#### PASSAGE TO READ ####

ListInstalledColormaps
window: WINDOW
=>
cmaps: LISTofCOLORMAP
Errors: Window
Returns a list of the currently installed colormaps for the
screen of the specified window.
AllocColor
cmap: COLORMAP
red, green, blue: CARD16
=>
pixel: CARD32
red, green, blue: CARD16
Errors: Colormap, Alloc
Allocates a read-only colormap entry corresponding to the
closest RGB values provided by the hardware. Returns the
pixel and the RGB values actually used.
AllocNamedColor
cmap: COLORMAP
name: STRING8
=>
pixel: CARD32
exact-red, exact-green, exact-blue: CARD16
screen-red, screen-green, screen-blue: CARD16
Errors: Colormap, Name, Alloc
Looks up the named color with respect to the screen
associated with the colormap, then does an AllocColor on
cmap. The name should use the ASCII encoding, and
upper/lower case does not matter. The exact RGB values
specify the "true" values for the color, and the screen
values specify the values actually used in the colormap.

####

▸ PROBLEMS TO WORK ON:
• A. From the colormap text, copy the passage starting at "ListInstalledColormaps" and ending at "the specified window.".
• B. Answer these questions from the colormap text:
(i) What type does AllocColor return for the pixel?
(ii) Which errors are listed for AllocNamedColor?
(iii) Which error is listed for ListInstalledColormaps?

#### ENTRIES PROVIDED ####

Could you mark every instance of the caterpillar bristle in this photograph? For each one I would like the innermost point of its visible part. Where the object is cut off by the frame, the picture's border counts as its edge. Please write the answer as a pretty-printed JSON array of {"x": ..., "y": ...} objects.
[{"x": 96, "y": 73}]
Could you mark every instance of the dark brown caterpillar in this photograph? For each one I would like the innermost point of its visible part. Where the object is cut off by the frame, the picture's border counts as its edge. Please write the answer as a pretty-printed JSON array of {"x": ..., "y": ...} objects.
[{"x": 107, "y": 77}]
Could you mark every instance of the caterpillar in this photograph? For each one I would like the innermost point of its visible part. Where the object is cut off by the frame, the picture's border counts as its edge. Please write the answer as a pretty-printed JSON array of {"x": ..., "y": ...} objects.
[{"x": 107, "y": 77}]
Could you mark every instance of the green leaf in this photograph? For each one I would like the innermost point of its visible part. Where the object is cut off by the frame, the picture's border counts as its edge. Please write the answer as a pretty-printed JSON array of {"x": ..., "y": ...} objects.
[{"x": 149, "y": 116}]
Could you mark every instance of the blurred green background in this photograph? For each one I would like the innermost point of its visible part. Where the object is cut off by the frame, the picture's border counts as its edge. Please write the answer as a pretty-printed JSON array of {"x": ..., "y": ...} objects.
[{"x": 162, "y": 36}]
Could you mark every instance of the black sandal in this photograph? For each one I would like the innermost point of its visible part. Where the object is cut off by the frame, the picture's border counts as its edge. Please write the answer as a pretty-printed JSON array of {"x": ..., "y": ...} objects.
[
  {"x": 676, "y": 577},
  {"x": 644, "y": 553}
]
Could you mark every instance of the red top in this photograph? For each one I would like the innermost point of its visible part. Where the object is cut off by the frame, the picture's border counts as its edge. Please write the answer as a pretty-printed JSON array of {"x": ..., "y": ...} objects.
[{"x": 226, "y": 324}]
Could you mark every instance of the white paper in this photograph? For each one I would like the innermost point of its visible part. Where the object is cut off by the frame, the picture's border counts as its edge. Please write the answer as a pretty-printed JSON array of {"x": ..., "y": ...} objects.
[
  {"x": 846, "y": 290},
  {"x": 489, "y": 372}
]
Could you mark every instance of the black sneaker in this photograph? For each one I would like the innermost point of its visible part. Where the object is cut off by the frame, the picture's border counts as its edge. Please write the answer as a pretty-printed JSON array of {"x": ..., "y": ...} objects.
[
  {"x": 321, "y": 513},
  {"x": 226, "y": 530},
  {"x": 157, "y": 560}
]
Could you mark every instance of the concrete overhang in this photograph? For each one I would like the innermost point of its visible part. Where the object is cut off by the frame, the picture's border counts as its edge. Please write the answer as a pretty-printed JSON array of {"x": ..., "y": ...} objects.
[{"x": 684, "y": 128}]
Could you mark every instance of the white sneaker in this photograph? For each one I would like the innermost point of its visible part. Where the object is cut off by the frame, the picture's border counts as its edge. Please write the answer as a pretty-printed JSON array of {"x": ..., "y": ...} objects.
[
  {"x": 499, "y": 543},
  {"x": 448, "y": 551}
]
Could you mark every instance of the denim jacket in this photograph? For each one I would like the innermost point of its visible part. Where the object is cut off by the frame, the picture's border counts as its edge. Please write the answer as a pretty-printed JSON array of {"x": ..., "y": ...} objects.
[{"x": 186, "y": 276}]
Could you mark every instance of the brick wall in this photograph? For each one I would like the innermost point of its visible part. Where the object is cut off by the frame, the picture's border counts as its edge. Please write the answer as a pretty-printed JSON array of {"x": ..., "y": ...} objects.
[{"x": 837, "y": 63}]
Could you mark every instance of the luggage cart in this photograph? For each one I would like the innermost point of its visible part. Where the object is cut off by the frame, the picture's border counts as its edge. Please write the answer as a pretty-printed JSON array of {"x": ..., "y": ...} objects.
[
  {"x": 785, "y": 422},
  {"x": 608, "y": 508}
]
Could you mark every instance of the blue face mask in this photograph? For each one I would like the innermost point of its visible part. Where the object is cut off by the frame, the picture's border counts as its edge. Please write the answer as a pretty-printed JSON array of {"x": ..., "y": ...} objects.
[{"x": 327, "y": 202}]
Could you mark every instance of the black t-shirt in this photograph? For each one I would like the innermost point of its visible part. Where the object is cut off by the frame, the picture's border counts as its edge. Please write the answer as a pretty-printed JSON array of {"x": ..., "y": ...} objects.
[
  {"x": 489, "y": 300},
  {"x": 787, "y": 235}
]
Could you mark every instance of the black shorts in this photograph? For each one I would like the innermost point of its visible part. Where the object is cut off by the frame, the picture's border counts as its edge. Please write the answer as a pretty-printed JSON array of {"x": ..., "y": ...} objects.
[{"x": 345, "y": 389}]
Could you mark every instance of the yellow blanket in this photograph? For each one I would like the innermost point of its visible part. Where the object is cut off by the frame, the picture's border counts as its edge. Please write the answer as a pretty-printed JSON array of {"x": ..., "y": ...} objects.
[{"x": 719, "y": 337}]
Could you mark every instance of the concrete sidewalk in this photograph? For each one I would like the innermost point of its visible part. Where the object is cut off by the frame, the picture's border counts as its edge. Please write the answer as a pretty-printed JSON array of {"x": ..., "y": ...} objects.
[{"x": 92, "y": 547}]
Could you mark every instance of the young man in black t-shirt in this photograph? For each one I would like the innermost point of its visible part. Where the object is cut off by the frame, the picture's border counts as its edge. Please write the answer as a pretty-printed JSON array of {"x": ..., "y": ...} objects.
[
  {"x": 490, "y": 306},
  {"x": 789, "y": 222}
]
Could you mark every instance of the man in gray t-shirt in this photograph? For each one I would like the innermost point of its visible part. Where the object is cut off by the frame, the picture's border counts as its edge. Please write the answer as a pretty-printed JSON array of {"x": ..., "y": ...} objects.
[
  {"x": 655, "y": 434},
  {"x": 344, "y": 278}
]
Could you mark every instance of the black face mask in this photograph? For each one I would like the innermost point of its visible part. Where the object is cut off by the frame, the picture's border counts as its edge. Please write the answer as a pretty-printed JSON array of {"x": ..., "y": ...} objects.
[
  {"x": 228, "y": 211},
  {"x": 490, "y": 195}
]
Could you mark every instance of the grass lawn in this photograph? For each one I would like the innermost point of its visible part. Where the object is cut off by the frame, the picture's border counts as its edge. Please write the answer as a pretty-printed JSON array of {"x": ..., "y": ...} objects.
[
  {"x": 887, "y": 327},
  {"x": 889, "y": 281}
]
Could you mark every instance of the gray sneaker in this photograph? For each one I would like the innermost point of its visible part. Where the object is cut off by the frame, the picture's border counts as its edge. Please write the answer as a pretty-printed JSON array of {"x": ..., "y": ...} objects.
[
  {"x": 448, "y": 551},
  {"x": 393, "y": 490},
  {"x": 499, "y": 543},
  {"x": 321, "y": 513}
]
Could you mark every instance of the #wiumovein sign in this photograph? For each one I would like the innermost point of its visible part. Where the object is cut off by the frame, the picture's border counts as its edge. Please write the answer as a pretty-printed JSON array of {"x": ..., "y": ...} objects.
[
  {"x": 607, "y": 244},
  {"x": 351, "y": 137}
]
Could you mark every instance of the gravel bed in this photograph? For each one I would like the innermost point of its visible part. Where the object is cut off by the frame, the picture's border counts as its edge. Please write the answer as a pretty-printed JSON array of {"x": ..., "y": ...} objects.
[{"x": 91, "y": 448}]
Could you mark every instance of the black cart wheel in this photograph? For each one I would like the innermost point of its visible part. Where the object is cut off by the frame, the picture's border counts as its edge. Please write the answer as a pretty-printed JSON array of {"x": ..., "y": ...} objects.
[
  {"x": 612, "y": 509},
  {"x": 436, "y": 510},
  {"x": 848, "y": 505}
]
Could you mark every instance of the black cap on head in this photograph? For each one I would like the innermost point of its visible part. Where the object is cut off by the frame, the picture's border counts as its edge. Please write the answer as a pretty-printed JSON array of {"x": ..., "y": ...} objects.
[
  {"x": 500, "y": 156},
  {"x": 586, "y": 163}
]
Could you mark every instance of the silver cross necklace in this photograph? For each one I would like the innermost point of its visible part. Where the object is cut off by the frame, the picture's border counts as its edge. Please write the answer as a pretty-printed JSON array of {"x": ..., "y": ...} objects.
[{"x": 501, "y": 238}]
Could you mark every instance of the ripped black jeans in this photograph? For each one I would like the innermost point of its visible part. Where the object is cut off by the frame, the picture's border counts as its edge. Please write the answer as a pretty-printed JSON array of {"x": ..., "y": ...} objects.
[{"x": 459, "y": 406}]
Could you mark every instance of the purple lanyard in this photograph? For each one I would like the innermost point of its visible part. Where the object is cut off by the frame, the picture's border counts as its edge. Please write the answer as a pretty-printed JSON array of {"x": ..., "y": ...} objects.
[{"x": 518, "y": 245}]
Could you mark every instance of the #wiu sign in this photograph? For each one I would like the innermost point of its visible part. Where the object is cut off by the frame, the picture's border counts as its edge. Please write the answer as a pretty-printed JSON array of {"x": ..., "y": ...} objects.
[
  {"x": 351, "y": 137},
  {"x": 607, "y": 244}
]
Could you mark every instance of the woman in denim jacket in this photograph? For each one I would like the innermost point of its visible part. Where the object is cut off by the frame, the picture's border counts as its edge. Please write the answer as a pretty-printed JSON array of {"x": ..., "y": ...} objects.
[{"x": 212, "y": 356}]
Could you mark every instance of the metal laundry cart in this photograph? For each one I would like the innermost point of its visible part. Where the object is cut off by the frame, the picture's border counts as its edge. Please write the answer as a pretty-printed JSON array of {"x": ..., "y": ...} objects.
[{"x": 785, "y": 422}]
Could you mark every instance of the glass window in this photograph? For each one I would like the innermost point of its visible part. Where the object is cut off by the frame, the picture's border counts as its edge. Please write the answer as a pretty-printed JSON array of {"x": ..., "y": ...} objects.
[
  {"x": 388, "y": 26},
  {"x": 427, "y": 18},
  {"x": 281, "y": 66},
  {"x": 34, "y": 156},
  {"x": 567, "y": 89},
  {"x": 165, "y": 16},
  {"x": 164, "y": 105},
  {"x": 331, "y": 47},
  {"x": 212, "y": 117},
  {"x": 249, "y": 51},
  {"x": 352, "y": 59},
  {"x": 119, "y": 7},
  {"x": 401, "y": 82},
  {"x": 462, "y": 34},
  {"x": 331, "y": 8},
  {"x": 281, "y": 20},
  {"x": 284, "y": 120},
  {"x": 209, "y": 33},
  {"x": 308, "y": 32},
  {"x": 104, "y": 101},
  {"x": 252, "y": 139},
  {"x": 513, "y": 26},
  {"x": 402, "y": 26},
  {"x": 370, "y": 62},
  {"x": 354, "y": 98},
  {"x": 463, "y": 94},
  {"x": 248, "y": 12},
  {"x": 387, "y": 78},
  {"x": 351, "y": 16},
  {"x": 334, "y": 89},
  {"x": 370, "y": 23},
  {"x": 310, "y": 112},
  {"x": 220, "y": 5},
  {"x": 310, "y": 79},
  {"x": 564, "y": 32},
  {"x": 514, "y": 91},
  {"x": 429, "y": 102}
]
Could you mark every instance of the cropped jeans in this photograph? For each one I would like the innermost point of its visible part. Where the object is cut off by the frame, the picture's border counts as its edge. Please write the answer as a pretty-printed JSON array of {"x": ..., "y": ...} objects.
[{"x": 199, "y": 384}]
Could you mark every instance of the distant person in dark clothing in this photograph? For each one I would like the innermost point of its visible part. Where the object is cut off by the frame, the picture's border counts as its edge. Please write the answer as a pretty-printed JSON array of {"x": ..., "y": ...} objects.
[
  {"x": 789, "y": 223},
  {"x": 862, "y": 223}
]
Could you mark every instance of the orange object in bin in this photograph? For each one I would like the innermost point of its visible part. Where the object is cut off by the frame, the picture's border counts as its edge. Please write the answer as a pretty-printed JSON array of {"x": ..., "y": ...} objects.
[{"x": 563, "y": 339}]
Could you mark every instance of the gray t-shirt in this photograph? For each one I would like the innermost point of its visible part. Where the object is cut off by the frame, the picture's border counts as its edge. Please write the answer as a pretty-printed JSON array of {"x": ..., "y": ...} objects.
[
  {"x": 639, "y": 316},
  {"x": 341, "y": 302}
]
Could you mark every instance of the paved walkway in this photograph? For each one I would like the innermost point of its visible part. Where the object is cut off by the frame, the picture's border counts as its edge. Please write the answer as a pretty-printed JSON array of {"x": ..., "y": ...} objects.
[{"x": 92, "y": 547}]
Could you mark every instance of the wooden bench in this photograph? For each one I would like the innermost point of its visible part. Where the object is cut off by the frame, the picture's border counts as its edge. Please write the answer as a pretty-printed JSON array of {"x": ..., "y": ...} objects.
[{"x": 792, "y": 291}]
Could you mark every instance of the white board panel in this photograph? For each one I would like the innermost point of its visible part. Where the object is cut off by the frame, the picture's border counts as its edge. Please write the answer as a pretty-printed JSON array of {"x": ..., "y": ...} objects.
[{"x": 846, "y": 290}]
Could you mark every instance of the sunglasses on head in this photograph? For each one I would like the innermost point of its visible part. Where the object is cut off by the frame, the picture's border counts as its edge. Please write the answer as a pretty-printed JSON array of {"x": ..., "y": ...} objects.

####

▸ IN RESPONSE:
• A.
ListInstalledColormaps
window: WINDOW
=>
cmaps: LISTofCOLORMAP
Errors: Window
Returns a list of the currently installed colormaps for the
screen of the specified window.

• B.
(i) CARD32
(ii) Colormap, Name, Alloc
(iii) Window